DOCUMENT SEGMENT:
On Feb. 14, Juan Ponce Enrile celebrated his 99th birthday with a grand celebration, attended by political heavyweights, including President Marcos Jr. and his fellow nonagenarian Imelda Marcos, reminding people of a trope that’s been running for a decade now: Enrile as the avatar of biological and political longevity.
The memes and tweets, of course, can be quite funny: Enrile having a dinosaur as his first pet, Enrile in the Garden of Eden, Enrile surviving countless plagues and pandemics, Enrile being older than many things—from the discovery of penicillin to the inauguration of the Third Reich. At one point, I joined the fun by tweeting about “nine lives of Juan Ponce Enrile,” from Marcos’ Minister of Defense and Edsa leader to Senate president and plunder suspect.
I would be proven wrong, of course, in implying that his final act is that of infamy—and today, the indefatigable Enrile is chief presidential legal counsel: The latest in many positions that span eight administrations, including two Marcoses and two Aquinos.
For understandable reasons, many have taken interest in the health and wellness “secrets” of the 99-year-old former Senate president, and countless articles have been written about this theme. Over the years, he has indulged journalists with some responses, from eating saluyot to exercising regularly. Not surprisingly, how he coped with COVID-19 was also the subject of public attention—including his reported use of virgin coconut oil (VCO) and ivermectin.
As a medical anthropologist, I’m more interested in how these practices—and people’s perceptions of them—reflect on our society and our notions of longevity—beyond the actual efficacies, if any, of any of his prescriptions.
Some, for instance, give credence to the widely circulated rumor that he resorted to stem cell therapy.

Dataset records:
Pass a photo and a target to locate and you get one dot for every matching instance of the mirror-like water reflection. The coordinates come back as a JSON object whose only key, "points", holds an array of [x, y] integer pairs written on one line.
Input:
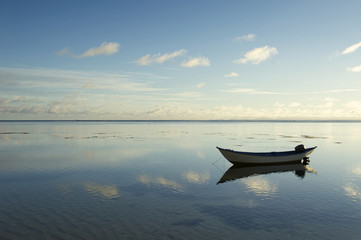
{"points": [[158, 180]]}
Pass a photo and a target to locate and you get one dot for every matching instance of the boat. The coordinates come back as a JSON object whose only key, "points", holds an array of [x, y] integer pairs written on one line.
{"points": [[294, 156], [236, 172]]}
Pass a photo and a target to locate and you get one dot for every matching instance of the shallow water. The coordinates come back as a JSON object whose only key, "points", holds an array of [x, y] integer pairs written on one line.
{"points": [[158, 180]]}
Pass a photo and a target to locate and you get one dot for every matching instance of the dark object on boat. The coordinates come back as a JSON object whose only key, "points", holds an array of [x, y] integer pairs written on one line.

...

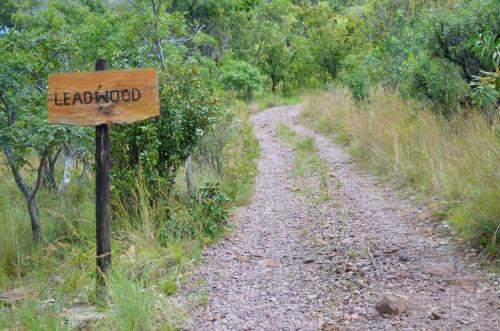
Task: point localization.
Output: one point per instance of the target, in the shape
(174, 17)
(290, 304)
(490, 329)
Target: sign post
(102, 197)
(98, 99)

---

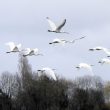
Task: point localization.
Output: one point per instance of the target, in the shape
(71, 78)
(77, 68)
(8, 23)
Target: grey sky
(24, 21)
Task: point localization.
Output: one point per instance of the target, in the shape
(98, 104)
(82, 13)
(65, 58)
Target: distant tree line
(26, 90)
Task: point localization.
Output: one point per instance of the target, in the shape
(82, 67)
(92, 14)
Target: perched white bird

ABOUT THIS EXERCISE:
Please translate this sentence from the piece on Enrile's longevity into Spanish: "Some, for instance, give credence to the widely circulated rumor that he resorted to stem cell therapy." The data has nothing to do with this.

RESULT OF THIS EXERCISE:
Algunos, por ejemplo, dan crédito al rumor ampliamente difundido de que recurrió a una terapia con células madre.